Reproduce verbatim the stretch of lines below running from the line that contains "Question. For every instance of the layered" through the final line. Output those lines alone.

----

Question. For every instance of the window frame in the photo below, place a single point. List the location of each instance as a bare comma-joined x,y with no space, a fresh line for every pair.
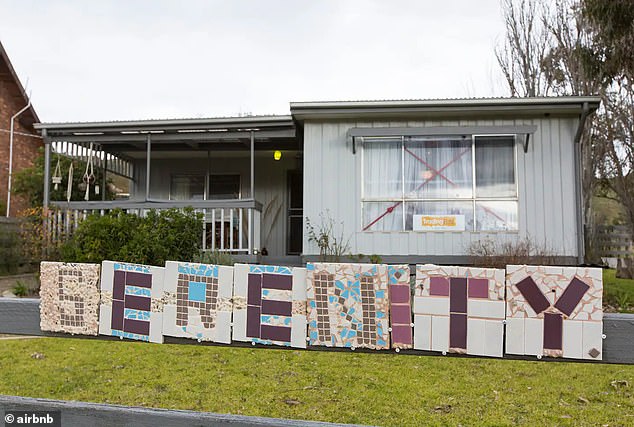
205,182
209,177
473,199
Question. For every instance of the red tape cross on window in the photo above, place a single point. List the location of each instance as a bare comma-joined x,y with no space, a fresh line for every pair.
435,173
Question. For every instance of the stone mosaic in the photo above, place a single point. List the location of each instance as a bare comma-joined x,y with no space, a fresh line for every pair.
69,298
269,305
132,301
554,311
198,301
348,305
459,310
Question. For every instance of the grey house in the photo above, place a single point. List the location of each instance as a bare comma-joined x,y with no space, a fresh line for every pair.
407,180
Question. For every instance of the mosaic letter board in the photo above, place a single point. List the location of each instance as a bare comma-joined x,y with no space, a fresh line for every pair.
554,311
131,301
459,310
198,301
400,306
69,298
269,305
347,305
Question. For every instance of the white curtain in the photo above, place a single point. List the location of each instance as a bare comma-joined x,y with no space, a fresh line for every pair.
382,179
495,166
438,168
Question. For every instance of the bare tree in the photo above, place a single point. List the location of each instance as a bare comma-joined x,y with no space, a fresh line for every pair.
549,50
524,49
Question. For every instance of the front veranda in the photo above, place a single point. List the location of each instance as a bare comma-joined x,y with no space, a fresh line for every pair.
223,168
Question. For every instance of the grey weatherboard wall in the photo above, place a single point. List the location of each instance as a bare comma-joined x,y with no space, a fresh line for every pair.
546,184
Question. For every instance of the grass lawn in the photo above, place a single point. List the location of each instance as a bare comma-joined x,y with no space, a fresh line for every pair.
377,388
618,292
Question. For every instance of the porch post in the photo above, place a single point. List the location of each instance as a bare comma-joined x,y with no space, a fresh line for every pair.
103,178
47,169
147,167
251,213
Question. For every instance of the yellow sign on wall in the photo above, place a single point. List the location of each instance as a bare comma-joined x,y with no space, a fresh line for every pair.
439,222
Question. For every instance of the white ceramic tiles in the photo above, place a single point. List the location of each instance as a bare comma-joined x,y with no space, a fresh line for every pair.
558,311
131,301
269,305
198,301
459,310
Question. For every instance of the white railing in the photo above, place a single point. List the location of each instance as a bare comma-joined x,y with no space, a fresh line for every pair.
231,226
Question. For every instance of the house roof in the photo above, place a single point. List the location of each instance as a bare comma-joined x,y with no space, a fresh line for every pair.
463,107
170,134
169,125
15,88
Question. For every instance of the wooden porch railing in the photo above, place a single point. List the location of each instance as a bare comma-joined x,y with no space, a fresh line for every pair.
229,225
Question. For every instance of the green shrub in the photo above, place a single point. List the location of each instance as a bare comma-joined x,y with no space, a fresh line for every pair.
170,234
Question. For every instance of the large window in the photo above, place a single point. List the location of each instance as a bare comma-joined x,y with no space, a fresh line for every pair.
439,183
187,187
224,186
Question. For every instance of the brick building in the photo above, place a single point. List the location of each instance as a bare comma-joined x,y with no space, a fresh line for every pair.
25,140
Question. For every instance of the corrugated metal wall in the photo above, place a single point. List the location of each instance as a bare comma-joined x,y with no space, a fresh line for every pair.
547,214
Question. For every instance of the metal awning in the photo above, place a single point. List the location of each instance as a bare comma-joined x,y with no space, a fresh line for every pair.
269,132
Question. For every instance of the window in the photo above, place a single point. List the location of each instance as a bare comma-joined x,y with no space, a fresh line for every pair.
224,186
439,183
187,187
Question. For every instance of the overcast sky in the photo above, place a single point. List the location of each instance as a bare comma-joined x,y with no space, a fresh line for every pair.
113,60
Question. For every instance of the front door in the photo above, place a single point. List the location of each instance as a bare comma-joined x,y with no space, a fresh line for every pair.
294,228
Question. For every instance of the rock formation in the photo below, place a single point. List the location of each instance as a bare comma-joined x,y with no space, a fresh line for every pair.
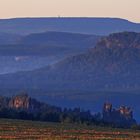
121,116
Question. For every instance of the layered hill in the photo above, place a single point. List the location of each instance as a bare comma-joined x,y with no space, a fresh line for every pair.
113,63
38,50
98,26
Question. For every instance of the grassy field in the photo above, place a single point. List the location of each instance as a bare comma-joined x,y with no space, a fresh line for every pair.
28,130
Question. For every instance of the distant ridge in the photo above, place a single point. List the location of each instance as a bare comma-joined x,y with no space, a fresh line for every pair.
98,26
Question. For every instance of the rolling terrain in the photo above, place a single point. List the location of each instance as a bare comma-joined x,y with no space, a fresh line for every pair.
41,49
108,72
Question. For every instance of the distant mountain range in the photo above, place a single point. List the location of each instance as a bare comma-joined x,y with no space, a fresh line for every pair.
20,53
112,63
97,26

----

— RESULT OF THE EXERCISE —
Question. For every instance of the layered hill in the photo above, place a single point. List the location of each instance as a bare comma-joined x,y with no space, a fresh line for every pair.
113,63
38,50
98,26
Question. For every instance of the grassy field in the photo above, place a single point. List the location of each instance as a bare comma-joined x,y with no space, a fresh line for every pair.
28,130
Question. For every instance of the distant ridge in the photo above, place a single point. List the location of each instance as a bare comma-joined x,y with no space, a fresh line for every pair.
98,26
Question. For every instance of the rolling terrain in the photo above, place a single point. List the location of each instance as a bare comma-joined x,y with no space, a fresh line for every pair.
41,49
108,72
Question. For every instance of the distant mountain range in the photo above, place a single point. List the location of each instance as a bare comma-joined x,y with no space, a fresh line for every pair.
20,53
112,63
97,26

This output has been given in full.